## Input material

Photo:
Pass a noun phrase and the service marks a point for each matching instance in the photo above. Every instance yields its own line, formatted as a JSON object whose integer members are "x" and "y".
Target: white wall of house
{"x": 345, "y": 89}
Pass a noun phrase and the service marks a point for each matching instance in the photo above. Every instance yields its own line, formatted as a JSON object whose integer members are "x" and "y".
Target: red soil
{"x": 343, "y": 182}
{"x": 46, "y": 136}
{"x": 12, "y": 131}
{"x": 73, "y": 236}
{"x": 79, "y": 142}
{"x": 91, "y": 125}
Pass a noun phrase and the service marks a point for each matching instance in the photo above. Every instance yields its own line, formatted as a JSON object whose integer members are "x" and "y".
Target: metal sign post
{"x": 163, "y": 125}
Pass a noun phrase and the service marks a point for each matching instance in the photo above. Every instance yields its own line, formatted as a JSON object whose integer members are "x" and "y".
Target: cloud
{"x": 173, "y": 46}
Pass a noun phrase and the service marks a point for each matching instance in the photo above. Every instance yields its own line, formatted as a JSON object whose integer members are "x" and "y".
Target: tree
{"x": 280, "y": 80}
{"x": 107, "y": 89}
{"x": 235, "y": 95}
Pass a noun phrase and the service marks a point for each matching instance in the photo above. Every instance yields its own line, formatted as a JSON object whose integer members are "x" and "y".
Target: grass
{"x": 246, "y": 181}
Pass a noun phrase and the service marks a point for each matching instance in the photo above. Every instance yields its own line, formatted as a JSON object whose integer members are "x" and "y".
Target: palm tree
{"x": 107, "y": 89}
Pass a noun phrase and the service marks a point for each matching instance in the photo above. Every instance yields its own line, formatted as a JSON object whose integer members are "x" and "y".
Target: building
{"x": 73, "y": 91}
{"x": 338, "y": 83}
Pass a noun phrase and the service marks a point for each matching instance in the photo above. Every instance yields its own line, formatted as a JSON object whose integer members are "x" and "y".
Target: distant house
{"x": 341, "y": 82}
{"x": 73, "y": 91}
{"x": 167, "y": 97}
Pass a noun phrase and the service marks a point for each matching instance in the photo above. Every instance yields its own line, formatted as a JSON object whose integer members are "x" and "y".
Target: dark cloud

## Stated exercise
Counting case-sensitively, how many of the lines above contain the string "house"? Reply with the number alone.

## Exercise output
2